## SHORT TASK
Write the next part of the interview about local conversation and travel, starting right after its final question.

## DOCUMENT EXTRACT
═══
Wherever I go, I want to increase the number of places where we can do that kind of local conversation. I think that is the most important thing, to be able to talk with local people about what they want to talk about. What I want most is to get them to think of me as part of their local community so that I can begin by having them teach me things and then eventually I can begin to interject statements of my own values so that I can begin to get people interested in talking with me at various localities. Seen from a different angle, since my works can only come from the everyday, I am also interested in seeing how I can broaden the range of this kind of local talk.

Because I don’t want to be treated like a tourist or be guided around excessively as a guest. If I take about two weeks I can get to a feeling of the daily local life, including the moments of boredom. Of course I don’t think of it as the real daily life with just two weeks, but I do get used to the local life to some degree, and I will go to the local bar and they will say, “So, you’re here again.” That’s the kind of feeling I’m after. But, now I’m beginning to ask myself if the act of traveling to places and move around like that is enough.
We would like to ask you about your work process when you are creating works based on those types of experiences you seek. Is there some particular method you have when you are writing?
═══
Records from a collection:
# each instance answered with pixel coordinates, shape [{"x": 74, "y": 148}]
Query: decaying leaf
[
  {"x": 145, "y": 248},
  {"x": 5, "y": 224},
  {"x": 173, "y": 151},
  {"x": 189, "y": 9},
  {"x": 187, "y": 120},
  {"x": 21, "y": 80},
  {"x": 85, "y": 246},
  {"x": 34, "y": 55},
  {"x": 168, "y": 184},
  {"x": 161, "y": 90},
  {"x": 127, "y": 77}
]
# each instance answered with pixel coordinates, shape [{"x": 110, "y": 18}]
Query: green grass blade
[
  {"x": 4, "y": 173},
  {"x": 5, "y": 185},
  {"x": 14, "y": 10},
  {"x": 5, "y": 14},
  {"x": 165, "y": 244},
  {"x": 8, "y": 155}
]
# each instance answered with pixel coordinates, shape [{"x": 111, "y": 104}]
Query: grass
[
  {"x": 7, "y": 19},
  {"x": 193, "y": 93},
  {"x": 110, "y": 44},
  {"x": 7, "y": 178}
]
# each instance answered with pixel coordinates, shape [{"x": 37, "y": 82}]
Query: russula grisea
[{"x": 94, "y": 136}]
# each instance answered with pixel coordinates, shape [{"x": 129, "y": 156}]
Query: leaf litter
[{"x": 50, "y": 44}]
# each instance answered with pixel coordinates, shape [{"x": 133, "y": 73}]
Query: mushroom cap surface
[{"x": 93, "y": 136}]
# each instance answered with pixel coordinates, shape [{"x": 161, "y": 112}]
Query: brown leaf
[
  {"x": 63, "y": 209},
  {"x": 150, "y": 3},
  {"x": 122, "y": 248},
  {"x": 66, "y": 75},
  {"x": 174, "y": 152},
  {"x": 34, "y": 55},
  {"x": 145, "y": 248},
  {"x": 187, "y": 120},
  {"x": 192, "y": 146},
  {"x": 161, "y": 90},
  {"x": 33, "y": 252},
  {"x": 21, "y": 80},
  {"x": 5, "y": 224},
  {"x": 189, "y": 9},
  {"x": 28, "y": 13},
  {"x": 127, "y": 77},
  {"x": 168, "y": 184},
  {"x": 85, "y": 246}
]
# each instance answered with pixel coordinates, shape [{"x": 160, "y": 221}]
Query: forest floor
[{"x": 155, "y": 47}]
═══
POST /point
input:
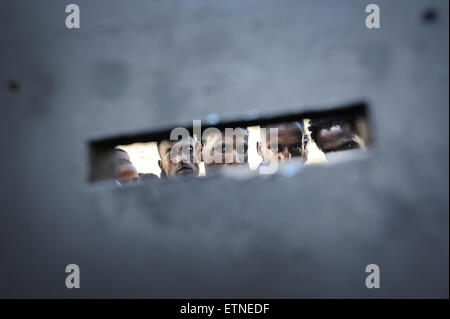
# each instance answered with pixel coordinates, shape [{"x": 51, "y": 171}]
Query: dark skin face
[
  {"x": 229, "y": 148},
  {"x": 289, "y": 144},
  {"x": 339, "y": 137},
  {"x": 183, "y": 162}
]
═══
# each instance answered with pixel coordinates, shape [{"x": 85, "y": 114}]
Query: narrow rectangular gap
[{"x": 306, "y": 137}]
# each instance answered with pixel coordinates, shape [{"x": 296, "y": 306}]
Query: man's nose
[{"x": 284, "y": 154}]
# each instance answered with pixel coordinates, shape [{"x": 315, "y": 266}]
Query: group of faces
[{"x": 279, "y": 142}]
═══
## RESPONSE TO THIS EXERCISE
I just start out and write something, and if the next day I feel that it isn’t what I am after, I start again. When I finally get something that makes me feel, “This is it,” to a certain degree, then I can begin to write from there. That is how it goes, I guess. There are many cases when the actors are already selected before I write the script. I choose them, but I don’t choose a person with a particular script in mind.
Valparaiso seems to be composed mainly of monologues, but although it is hard to recognize because of the length of the lines, it appears that it is actually a case of the characters talking to someone specific. And that impression was even clearer when I watched the 2019 restaging of Valparaiso in Tokyo.
It is the result of my effort to write a conversational play because of the strong image of monologue as a convention of traditional theater that felt bothersome to me. But, it turned out the lines of the individual characters were still quite long, didn’t it (laughs)? Although it is rather difficult to understand due to the fact that the first scene is one of the other characters talking to the wife of the deceased who refuses to talk in her state of mourning, the play was basically an attempt by me to make a play completely one of conversation.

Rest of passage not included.